Recast the records from their start through the line containing "column 553, row 440", both ends included, as a two-column CSV headed input and output. Give one row per record, with its text and its answer each in a single quoted field and line breaks replaced by spaces.

____________

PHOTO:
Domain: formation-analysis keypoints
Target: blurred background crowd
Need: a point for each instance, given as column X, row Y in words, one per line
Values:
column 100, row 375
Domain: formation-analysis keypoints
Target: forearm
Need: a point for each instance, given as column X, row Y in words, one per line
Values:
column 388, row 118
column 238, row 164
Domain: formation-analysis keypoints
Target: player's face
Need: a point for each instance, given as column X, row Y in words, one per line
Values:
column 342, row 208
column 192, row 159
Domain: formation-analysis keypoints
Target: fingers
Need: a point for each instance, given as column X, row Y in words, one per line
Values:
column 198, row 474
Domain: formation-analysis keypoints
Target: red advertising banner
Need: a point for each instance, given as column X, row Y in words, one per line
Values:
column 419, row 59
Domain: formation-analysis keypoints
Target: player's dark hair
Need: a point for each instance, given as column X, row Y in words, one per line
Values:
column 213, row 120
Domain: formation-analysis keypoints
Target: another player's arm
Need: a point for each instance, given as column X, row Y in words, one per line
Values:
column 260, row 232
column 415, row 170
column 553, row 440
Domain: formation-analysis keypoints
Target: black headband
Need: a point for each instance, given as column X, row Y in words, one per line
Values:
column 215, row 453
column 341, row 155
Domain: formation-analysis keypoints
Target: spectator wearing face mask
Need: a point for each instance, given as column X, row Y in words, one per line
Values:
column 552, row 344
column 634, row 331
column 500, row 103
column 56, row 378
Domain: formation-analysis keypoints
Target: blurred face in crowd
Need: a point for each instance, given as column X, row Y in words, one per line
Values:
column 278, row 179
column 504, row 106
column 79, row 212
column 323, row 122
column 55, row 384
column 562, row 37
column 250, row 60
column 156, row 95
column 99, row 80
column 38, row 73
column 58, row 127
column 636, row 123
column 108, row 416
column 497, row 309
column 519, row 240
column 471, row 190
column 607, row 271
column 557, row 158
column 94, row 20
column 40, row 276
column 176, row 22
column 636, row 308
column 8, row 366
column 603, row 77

____________

WRITTEN SOLUTION:
input,output
"PHOTO: Domain: formation-analysis keypoints Target: blurred background crowd Need: a point for each instance, given as column X, row Y in words, one per line Values:","column 100, row 375"
"Domain: formation-analysis keypoints Target: forearm Need: a point for each instance, given as column X, row Y in words, one per line Values:","column 388, row 118 column 238, row 164"
"Domain: formation-analysis keypoints Target: player's face Need: a point for each instance, given as column X, row Y in words, one per line Values:","column 342, row 208 column 192, row 159"
"Domain: formation-analysis keypoints Target: fingers Need: a point for each instance, given as column X, row Y in words, one per line Values:","column 198, row 474"
"Domain: formation-analysis keypoints Target: red advertising banner Need: a point for each instance, given as column X, row Y in words, one per line Values:","column 419, row 59"
"Domain: formation-analysis keypoints Target: player's dark hair Need: a point for each instance, given as column X, row Y in words, one per line Values:","column 213, row 120"
"Domain: formation-analysis keypoints Target: another player's arm Need: a point for each instance, given as column X, row Y in words, one per line Values:","column 260, row 232 column 415, row 170 column 553, row 440"